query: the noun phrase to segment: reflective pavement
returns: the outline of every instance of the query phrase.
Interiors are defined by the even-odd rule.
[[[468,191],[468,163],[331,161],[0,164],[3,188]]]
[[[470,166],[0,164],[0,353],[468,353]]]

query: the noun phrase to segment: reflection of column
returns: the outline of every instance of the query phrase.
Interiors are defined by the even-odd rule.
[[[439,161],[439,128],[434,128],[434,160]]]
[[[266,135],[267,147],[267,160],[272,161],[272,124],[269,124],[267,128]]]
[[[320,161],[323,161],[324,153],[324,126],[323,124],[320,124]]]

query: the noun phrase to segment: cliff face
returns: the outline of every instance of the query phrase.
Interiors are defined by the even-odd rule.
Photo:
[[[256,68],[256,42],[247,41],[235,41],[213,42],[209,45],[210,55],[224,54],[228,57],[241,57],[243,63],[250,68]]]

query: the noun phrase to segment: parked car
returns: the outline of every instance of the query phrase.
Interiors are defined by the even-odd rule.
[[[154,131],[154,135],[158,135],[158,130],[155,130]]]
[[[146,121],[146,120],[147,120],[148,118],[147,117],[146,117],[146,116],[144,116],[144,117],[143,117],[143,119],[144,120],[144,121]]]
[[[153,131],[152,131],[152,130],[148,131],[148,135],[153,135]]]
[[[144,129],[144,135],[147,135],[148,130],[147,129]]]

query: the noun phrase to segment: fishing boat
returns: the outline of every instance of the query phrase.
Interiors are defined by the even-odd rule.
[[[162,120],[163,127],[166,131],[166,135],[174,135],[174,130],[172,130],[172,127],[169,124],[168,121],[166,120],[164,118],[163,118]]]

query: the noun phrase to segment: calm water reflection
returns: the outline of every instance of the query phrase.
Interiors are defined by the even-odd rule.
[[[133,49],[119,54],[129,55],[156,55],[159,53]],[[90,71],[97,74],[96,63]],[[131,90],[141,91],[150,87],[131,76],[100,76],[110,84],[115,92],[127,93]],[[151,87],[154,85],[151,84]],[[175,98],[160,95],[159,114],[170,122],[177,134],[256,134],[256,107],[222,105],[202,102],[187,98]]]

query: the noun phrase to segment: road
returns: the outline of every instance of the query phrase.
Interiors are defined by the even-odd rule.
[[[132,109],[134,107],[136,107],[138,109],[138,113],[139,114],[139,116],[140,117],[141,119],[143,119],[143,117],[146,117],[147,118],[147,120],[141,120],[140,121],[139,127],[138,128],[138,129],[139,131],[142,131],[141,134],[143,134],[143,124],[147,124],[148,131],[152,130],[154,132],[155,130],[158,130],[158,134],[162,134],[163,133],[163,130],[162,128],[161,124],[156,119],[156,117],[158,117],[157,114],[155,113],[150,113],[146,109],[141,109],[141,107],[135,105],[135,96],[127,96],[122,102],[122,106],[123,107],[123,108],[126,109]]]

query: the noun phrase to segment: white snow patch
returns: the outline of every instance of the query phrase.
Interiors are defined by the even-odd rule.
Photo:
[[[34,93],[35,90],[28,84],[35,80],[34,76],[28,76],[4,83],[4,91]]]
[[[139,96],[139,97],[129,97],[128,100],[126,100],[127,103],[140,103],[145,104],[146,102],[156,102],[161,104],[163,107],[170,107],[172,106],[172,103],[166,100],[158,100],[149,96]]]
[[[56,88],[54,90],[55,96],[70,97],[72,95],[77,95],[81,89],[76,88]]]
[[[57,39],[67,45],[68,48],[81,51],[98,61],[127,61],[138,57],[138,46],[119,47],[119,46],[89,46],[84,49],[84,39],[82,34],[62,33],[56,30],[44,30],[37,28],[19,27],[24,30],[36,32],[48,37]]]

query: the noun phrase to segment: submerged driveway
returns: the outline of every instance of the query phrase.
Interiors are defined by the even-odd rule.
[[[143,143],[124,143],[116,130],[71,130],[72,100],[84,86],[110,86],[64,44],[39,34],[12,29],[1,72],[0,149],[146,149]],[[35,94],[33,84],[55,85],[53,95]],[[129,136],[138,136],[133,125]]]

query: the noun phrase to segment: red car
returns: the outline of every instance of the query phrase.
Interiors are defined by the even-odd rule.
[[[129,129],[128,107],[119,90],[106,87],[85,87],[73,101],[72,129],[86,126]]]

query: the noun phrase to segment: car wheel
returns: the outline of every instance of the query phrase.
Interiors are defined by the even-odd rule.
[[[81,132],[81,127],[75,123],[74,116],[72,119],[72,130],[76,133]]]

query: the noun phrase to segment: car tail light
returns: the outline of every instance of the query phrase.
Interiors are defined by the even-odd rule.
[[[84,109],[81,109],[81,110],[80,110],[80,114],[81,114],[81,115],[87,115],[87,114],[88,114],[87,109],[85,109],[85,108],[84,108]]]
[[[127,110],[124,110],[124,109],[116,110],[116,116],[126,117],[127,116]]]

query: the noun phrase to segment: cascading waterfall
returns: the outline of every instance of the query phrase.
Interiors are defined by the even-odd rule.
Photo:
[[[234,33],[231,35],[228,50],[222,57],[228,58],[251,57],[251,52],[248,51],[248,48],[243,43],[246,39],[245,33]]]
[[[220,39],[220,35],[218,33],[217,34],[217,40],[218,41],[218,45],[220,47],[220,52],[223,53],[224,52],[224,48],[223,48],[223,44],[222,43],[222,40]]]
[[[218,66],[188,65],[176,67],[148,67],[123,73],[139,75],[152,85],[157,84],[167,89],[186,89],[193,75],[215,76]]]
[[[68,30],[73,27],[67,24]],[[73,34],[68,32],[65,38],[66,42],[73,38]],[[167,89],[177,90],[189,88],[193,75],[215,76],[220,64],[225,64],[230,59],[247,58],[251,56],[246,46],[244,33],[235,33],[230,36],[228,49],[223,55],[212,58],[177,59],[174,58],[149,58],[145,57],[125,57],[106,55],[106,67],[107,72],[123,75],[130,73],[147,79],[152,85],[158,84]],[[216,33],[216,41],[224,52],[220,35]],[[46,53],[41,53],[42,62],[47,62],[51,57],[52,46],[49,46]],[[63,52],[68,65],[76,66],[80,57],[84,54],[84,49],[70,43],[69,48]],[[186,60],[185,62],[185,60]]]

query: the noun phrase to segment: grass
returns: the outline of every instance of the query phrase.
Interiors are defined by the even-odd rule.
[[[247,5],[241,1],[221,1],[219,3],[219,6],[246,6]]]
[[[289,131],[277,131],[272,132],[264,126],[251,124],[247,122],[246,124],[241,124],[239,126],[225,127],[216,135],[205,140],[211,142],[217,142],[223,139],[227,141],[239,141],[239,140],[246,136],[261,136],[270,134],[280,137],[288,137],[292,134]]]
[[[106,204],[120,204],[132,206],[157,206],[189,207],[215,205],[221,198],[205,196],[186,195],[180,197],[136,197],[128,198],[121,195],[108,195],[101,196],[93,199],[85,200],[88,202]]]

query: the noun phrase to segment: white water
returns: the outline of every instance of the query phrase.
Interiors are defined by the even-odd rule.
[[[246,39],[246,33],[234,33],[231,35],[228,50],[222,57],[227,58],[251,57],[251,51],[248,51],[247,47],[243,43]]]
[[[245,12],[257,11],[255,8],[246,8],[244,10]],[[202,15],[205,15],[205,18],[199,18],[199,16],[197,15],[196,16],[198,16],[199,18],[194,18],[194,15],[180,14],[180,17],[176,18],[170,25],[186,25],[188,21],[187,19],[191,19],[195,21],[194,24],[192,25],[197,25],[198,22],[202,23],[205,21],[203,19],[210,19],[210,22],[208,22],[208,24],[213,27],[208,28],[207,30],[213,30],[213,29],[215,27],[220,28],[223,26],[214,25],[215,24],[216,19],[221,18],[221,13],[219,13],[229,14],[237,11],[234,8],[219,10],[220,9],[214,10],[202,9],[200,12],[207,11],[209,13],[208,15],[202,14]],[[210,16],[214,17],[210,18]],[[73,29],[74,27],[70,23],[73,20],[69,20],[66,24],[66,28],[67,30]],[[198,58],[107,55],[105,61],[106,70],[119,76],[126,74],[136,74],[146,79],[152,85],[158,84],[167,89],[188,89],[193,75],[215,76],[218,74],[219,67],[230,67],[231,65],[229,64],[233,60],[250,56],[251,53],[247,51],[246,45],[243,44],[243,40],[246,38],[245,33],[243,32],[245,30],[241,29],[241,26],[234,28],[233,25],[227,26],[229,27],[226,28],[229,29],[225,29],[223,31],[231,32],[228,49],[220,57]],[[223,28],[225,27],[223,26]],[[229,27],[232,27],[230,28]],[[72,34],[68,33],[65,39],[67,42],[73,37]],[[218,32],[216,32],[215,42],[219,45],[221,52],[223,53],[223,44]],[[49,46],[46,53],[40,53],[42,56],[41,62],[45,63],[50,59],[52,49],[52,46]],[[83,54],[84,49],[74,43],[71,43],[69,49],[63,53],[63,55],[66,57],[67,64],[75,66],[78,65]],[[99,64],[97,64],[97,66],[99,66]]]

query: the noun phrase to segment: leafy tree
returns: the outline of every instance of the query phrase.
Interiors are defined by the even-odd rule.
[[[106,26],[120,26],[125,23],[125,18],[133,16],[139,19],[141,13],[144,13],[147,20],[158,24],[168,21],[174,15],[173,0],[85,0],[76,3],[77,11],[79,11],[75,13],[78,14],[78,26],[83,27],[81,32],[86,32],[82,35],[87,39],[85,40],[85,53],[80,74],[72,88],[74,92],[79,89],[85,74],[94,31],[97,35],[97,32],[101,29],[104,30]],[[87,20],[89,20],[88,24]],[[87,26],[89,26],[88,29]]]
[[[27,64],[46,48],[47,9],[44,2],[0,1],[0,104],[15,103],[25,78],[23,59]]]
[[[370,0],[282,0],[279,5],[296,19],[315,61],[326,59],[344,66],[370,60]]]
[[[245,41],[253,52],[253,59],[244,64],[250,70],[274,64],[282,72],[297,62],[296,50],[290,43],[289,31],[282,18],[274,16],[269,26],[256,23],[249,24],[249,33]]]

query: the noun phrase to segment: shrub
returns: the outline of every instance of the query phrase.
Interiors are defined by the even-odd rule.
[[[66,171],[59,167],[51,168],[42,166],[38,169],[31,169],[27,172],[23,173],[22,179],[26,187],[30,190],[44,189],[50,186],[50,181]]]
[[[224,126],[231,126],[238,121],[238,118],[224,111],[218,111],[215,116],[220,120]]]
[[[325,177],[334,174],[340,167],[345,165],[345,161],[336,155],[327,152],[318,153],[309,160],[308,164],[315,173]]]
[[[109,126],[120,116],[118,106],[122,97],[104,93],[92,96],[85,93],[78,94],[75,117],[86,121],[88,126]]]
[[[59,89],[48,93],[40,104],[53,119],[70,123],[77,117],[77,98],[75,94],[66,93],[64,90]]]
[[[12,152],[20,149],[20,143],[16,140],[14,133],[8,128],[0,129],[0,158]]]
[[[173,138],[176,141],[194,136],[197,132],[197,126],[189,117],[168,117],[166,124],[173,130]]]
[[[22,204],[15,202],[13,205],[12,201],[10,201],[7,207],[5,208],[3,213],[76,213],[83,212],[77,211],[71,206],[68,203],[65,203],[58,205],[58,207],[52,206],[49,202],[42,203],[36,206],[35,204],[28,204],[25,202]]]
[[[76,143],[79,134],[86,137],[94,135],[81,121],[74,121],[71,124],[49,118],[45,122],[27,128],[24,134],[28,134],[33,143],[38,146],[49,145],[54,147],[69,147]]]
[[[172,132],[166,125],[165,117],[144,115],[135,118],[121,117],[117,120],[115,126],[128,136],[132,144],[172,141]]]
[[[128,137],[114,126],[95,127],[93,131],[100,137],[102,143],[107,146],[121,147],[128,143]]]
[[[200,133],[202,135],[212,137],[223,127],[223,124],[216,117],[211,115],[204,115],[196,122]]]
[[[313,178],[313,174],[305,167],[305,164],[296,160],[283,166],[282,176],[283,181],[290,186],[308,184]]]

Exercise objective = Report every line of the records containing the word "white", reproducing each such line in full.

Answer to this exercise =
query: the noun phrase to segment: white snow patch
query: the noun phrase to segment: white water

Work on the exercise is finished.